GOAL :: Rewrite every one of the rows below, replacing "Report" with "Result" wherever it appears and leaving all other text unchanged.

── RECORDS SHOWN ──

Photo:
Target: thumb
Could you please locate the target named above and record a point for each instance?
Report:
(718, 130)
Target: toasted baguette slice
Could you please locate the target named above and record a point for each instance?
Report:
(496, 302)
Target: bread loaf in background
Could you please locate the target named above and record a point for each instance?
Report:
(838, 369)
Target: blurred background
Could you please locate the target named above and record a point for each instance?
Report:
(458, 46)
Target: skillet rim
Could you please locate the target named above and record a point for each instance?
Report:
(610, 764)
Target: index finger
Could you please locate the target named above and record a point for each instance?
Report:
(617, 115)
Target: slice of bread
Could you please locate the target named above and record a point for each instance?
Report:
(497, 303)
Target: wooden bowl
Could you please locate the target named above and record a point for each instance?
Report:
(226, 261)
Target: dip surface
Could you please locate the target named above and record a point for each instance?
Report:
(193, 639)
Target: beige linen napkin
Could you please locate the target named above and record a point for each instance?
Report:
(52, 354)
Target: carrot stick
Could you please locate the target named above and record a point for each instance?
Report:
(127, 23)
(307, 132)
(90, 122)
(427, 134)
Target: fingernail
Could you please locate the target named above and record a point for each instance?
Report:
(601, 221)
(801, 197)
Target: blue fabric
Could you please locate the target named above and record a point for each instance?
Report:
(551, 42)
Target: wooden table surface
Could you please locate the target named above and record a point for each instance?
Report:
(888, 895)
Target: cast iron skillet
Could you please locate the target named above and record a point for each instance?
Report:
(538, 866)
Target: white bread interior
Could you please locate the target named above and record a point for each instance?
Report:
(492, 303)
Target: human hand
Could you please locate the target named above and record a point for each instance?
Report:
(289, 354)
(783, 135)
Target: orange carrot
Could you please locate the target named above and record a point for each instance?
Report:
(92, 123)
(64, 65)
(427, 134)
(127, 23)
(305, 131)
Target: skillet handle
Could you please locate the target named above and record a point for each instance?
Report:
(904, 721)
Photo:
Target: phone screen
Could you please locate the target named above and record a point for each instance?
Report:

───

IN RESPONSE ::
Photo:
Target: thumb
Could you please locate the target named above and record a point for each instance?
Result:
(718, 130)
Target: toasted baguette slice
Could you please locate the target named above and record a point for each instance?
Result:
(496, 302)
Target: bread loaf in background
Could you please locate the target named above and record a point for each instance?
Result:
(838, 369)
Target: blurred background
Could you please locate the target named above and record a point for each instance?
Result:
(458, 46)
Target: skillet rim
Could you please locate the target named above and record a point for each instance?
Result:
(610, 764)
Target: index finger
Could you please locate the target named above and record a point for each instance?
Result:
(617, 115)
Target: slice of bread
Could you please locate the target named above and record a point for each instance?
Result:
(497, 303)
Target: wooden bowl
Could you please locate the target named above and record a point for each instance?
Result:
(226, 261)
Target: dip surface
Could you please locate the target named above and record a point for each instance?
Result:
(193, 639)
Target: beige linen napkin
Could you please locate the target named above and record a point for each instance?
Result:
(52, 354)
Target: carrot stick
Could you please locate the target named above and record a point for each instance?
Result:
(127, 23)
(307, 132)
(90, 122)
(427, 134)
Target: fingernail
Could you please locate the target named above and record a point for each instance?
Result:
(601, 221)
(801, 197)
Target: blue fabric
Could you please locate the target named above and record a point for each instance?
Result:
(551, 42)
Target: wooden table surface
Could you please locate the target named above and record a point for each instance?
Result:
(888, 895)
Target: cast iron skillet
Could you please locate the target named above and record a point for each instance?
Result:
(538, 866)
Target: white bread interior
Could you please locate the target named above and record a point for each instance?
Result:
(492, 303)
Target: human hand
Could you please locate the target named above and record a point for each instance?
Result:
(289, 354)
(783, 135)
Target: orange carrot
Could you please locate the target named above and record a point for each instance?
Result:
(92, 123)
(64, 65)
(427, 134)
(127, 23)
(305, 131)
Target: skillet handle
Could you please locate the target named above and record a point for each instance?
Result:
(904, 721)
Photo:
Target: phone screen
Could you please locate the target named above and record a point for each instance?
Result:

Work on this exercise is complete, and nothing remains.